_WRITTEN INSTRUCTION 1_
Report every line in the listing that contains the word "shoreline". Case counts.

_PASSAGE_
::::
C.H. wrote most of the report and performed simulations and analysis; S.G.H., R.M., A.K. and Y.L. assisted with expertise, data acquisition and analysis as well as simulation design; finally P.B. conceived and supervised the entire project.

Conflicts of Interest

The authors declare no conflict of interest.

Appendix A. Initial Failure Analysis

Before commencing the design of the structure and agents of the ABM, it was necessary to further examine the nature of lift failures on the London Underground. This allowed insight to be obtained on the type of sensors that could be potentially installed to realise the greatest value from their measurements. After initially cleaning the Failures Dataset it was possible to evaluate the total LCH costs due to different lift component failures. Figure A1 shows these results. Note that only the data gathered from January 1, 2012 contained the fields required to categorise the failures in this way and entries with missing failure labels were excluded. The results show that Landings and Doors failures account for a vast majority of asset problems for this case, causing over 30,000 LCH in this period.
::::
_ENTRIES_
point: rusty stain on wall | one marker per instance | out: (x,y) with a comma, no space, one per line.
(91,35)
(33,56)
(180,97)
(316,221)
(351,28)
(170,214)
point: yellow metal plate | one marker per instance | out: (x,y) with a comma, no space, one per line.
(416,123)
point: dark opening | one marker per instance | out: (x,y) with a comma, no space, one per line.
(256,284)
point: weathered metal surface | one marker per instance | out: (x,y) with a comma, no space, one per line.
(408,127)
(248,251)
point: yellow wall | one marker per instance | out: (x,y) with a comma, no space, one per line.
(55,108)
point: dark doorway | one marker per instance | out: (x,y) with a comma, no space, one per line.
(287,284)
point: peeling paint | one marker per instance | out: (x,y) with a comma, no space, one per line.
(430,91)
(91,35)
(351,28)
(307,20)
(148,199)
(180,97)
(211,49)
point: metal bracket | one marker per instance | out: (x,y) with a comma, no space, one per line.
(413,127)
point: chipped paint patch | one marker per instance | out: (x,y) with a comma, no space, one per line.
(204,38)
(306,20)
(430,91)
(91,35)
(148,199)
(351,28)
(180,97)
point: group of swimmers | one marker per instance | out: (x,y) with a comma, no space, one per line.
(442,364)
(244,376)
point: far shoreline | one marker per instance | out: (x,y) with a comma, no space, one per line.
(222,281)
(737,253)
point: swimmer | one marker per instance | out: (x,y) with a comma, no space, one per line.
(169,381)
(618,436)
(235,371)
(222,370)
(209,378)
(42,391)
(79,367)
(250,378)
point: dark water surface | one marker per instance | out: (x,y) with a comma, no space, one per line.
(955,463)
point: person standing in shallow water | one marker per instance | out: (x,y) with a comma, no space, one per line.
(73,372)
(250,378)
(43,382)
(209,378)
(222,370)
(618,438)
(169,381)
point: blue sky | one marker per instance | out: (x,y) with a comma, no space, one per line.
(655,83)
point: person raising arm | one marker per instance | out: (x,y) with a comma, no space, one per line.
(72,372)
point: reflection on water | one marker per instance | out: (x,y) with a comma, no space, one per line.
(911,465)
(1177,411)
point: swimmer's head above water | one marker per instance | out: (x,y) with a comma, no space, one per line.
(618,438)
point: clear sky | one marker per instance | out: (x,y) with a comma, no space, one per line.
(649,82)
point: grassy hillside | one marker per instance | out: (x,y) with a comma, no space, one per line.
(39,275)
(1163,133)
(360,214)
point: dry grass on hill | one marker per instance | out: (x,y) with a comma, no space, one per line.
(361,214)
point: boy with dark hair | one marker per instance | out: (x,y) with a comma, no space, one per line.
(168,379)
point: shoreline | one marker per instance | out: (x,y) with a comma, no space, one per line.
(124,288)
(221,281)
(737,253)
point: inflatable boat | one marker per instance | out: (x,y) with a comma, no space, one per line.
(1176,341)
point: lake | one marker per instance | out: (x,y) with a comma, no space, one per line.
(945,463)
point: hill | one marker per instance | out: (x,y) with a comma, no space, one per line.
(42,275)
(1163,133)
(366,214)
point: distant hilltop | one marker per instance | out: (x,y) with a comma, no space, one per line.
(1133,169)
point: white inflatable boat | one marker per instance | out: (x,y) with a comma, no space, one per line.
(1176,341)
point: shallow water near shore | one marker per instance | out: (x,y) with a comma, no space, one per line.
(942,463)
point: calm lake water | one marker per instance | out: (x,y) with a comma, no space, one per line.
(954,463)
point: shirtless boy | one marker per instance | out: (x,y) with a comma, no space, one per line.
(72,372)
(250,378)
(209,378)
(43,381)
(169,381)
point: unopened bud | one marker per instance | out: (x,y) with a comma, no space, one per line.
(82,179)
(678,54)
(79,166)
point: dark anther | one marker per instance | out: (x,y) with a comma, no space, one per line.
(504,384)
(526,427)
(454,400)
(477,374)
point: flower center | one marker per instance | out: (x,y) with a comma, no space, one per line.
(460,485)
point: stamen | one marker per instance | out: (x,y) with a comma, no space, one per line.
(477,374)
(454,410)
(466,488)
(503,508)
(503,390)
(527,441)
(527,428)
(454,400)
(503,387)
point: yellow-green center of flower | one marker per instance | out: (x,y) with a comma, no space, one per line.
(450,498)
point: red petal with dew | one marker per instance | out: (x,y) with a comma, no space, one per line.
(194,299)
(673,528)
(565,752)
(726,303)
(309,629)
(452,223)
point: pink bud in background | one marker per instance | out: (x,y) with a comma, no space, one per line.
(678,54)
::::
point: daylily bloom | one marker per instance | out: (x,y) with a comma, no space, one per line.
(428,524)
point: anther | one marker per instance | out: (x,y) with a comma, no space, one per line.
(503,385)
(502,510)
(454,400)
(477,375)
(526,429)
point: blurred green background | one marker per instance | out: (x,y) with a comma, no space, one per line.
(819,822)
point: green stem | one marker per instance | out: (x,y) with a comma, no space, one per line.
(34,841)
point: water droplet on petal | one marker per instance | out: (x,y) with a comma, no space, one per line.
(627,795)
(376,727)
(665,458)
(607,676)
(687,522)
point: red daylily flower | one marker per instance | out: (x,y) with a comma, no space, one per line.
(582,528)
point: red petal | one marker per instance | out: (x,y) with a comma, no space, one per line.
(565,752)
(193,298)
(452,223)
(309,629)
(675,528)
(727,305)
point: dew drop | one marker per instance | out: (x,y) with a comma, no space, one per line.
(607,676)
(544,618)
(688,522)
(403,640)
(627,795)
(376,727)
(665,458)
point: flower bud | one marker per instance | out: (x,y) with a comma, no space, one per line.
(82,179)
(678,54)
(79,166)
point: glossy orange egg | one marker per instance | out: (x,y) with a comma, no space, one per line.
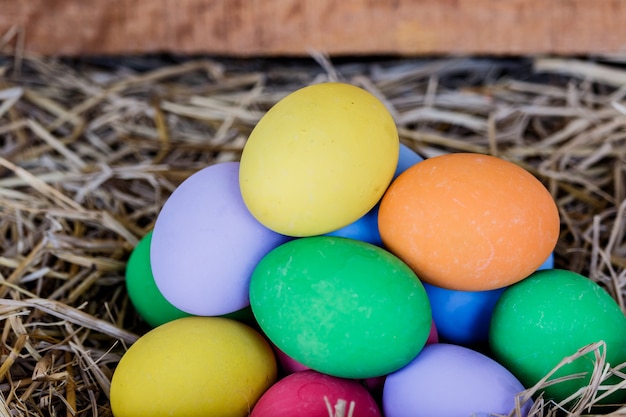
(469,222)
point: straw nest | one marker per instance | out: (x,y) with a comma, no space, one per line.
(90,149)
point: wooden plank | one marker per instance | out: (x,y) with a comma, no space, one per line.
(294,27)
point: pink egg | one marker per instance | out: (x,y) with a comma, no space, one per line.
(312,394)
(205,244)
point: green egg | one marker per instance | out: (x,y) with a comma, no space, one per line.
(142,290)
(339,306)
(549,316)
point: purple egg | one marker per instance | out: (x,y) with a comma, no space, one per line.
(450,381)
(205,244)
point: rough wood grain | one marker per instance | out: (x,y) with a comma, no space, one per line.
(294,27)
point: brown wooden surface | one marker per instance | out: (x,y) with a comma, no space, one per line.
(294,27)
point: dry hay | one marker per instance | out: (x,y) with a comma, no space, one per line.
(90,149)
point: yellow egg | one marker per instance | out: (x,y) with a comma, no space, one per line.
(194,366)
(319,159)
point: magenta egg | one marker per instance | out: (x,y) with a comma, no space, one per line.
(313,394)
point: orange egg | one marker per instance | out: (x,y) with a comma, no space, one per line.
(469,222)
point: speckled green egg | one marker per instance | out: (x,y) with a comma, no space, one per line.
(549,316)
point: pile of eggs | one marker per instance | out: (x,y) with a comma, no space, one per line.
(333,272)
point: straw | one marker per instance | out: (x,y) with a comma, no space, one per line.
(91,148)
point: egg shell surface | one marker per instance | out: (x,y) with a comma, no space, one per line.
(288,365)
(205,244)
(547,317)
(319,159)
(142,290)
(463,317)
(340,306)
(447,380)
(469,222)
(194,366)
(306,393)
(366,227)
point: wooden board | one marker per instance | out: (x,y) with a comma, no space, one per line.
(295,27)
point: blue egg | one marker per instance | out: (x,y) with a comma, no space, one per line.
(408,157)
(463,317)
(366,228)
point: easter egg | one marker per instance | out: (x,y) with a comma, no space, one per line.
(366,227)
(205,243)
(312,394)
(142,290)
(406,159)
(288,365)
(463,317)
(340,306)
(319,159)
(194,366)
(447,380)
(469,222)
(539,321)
::::
_WRITTEN INSTRUCTION 2_
For each statement below, say yes or no to whether it agrees with the passage on lift failures, and quote the deciding words from the passage.
(a) Only data gathered from January 1, 2012 had the fields needed to sort failures by component.
(b) Entries with missing failure labels were kept in the analysis.
(c) P.B. wrote most of the report.

_SOLUTION 1_
point: far shoreline | one marker per instance | out: (x,y) with a comma, no space, one per line.
point: shoreline | one marker per instance | out: (x,y) with a comma, no space, one per line.

_SOLUTION 2_
(a) Yes: "only the data gathered from January 1, 2012 contained the fields required to categorise the failures in this way"
(b) No: "entries with missing failure labels were excluded"
(c) No: "C.H. wrote most of the report"